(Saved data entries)
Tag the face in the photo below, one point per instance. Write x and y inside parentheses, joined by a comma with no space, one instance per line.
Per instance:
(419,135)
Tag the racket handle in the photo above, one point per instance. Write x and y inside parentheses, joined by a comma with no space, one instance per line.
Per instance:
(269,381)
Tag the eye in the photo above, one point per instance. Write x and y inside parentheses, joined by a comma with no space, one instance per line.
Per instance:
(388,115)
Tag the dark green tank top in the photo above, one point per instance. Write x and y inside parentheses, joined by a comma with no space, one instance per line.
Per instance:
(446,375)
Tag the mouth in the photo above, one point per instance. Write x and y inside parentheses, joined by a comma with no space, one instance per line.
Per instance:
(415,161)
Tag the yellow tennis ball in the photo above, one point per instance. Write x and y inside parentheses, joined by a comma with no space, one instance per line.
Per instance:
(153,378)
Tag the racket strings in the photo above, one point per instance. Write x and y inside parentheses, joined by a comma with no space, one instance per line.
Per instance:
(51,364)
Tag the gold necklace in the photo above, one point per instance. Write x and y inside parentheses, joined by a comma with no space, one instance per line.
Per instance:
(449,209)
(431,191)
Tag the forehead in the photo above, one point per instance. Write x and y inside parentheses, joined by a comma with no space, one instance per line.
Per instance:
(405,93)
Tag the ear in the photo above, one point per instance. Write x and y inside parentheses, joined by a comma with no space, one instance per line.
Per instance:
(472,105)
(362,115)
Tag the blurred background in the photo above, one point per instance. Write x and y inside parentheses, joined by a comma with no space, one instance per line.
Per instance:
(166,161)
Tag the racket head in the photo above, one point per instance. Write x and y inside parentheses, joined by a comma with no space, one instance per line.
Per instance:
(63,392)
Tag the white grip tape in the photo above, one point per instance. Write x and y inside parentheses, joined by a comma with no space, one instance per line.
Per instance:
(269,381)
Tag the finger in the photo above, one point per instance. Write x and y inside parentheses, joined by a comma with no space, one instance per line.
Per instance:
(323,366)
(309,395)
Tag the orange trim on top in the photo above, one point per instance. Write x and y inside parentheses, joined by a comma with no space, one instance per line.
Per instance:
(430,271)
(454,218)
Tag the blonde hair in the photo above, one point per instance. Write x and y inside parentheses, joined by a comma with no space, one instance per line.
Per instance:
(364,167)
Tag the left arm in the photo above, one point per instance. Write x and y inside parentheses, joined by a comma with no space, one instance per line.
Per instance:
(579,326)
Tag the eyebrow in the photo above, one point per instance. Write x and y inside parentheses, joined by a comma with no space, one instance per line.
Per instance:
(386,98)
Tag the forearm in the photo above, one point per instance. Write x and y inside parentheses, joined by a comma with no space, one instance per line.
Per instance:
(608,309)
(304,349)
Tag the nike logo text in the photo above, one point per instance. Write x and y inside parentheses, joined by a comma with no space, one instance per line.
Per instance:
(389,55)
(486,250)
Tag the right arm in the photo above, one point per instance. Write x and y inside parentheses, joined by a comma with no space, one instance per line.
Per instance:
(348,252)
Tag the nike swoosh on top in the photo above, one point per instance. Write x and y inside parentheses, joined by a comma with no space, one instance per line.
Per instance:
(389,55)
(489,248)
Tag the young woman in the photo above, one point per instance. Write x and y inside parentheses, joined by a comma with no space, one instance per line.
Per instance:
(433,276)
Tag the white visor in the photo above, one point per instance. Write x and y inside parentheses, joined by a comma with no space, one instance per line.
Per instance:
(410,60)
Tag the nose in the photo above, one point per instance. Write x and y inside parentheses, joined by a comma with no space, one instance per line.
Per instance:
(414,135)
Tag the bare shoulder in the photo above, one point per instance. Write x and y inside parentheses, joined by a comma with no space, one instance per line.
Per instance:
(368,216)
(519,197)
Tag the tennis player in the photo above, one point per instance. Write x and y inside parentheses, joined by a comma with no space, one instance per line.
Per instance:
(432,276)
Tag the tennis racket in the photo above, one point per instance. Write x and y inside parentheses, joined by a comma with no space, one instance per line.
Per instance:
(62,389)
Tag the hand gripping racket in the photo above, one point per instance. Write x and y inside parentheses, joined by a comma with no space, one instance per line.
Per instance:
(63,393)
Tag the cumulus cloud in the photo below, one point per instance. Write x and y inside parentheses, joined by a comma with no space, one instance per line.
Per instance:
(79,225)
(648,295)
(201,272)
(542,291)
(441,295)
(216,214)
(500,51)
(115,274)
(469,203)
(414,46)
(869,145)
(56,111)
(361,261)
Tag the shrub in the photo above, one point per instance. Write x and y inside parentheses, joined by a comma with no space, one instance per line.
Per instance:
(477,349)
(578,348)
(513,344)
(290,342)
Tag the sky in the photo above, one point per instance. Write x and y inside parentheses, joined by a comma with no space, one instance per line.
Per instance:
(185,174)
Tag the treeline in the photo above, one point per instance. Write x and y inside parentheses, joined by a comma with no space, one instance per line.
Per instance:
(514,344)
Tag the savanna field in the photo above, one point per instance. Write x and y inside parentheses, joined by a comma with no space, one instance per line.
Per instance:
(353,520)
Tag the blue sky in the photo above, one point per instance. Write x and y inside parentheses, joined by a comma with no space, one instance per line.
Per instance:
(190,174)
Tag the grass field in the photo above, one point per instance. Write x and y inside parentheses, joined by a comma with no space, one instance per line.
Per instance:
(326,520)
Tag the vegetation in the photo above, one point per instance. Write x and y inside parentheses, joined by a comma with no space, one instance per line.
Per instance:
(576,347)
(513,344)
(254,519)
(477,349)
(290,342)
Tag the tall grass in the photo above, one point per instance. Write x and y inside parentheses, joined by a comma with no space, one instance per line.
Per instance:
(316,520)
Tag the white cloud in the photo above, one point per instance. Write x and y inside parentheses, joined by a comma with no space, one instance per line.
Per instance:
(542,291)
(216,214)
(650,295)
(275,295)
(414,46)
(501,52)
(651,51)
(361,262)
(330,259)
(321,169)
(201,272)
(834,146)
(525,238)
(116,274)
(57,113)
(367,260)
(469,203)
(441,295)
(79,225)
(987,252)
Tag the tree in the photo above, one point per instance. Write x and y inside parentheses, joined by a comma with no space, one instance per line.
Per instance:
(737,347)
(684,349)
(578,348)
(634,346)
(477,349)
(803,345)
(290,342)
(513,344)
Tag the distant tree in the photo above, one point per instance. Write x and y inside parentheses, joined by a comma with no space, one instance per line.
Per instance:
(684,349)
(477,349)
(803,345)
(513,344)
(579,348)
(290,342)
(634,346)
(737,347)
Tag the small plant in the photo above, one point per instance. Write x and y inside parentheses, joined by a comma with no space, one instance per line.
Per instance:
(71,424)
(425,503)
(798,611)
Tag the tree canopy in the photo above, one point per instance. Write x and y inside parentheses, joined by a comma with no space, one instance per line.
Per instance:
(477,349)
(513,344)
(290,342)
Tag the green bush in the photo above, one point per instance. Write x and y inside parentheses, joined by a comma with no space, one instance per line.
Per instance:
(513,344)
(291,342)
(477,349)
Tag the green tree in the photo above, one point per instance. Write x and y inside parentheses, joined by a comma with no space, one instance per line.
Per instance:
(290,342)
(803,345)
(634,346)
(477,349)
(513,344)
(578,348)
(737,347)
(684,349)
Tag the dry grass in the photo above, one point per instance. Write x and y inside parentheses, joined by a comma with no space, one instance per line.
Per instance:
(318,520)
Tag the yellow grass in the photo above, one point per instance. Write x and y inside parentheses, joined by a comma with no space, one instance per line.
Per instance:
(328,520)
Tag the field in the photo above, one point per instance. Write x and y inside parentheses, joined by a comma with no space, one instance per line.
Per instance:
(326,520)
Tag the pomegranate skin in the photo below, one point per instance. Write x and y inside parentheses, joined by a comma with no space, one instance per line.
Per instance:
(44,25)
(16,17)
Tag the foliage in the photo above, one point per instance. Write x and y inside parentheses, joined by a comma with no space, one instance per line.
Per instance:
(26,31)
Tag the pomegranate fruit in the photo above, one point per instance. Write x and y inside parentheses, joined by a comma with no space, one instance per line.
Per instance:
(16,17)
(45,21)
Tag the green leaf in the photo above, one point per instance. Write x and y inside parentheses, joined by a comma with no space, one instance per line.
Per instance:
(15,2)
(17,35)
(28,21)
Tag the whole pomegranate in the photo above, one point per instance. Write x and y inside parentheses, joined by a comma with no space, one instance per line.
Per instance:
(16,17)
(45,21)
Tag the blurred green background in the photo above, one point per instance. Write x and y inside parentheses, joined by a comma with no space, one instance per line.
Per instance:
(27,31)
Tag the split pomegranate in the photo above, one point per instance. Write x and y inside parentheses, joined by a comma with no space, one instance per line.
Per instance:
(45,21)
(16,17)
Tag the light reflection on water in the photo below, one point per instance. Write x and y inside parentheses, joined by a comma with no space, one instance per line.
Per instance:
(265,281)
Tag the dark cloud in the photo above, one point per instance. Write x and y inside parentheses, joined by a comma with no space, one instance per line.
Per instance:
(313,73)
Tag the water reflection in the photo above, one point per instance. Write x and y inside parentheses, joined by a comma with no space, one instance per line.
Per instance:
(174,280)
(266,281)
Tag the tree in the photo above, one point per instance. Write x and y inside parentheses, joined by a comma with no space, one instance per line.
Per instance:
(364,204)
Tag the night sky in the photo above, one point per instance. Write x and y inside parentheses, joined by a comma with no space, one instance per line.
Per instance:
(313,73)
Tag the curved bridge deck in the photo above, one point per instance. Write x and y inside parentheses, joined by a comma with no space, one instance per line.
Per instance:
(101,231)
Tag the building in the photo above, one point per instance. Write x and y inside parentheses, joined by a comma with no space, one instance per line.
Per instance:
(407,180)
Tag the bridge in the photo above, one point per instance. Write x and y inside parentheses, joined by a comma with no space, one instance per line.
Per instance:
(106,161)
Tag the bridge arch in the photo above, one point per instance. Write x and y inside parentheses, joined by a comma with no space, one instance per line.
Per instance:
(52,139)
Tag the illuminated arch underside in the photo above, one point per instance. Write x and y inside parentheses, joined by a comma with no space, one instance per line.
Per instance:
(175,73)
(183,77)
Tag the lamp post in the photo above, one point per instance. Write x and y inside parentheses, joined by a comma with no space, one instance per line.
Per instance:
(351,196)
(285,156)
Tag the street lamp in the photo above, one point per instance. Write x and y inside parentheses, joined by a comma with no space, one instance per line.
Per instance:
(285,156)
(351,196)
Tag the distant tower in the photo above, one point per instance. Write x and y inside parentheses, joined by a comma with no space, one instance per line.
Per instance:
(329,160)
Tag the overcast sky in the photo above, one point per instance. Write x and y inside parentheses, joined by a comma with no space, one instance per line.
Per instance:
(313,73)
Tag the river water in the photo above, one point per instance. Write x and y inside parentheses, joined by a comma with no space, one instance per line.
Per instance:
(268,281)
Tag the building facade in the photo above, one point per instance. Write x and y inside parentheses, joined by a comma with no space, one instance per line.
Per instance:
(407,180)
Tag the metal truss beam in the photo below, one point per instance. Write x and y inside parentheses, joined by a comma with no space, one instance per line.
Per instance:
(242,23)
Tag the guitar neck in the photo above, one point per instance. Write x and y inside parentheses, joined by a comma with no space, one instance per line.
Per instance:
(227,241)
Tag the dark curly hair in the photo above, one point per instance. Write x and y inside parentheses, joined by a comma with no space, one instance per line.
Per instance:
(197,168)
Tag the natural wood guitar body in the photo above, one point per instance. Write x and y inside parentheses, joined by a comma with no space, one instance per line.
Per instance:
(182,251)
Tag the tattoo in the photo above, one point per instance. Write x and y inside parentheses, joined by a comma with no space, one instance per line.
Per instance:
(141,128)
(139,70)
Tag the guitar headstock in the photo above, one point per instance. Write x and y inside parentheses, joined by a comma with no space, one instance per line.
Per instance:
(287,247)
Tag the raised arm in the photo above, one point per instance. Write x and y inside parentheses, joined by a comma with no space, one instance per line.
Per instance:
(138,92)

**What this task involves**:
Take the lines above from the one holding "Tag the natural" to the last and output them exactly.

**Output of the exercise**:
Tag the natural wood guitar body in the photo above, one point per instance. Write x and y inside parentheses, joined by a comma with no space, one instance per line.
Per instance:
(182,251)
Tag the tattoo in the photo above, one point per instance. Write x and y inside parentheses, joined by a comma with no space, one instance per line.
Per instance:
(141,128)
(139,70)
Tag the guitar headstock in the photo above, one point per instance. Write x and y inside parentheses, joined by a comma with no space, one instance per line.
Per instance:
(287,247)
Tag the raised arm in the photo above, one point per instance. Write x and y inside parentheses, joined by a comma with no space, one instance per line.
Per instance:
(138,92)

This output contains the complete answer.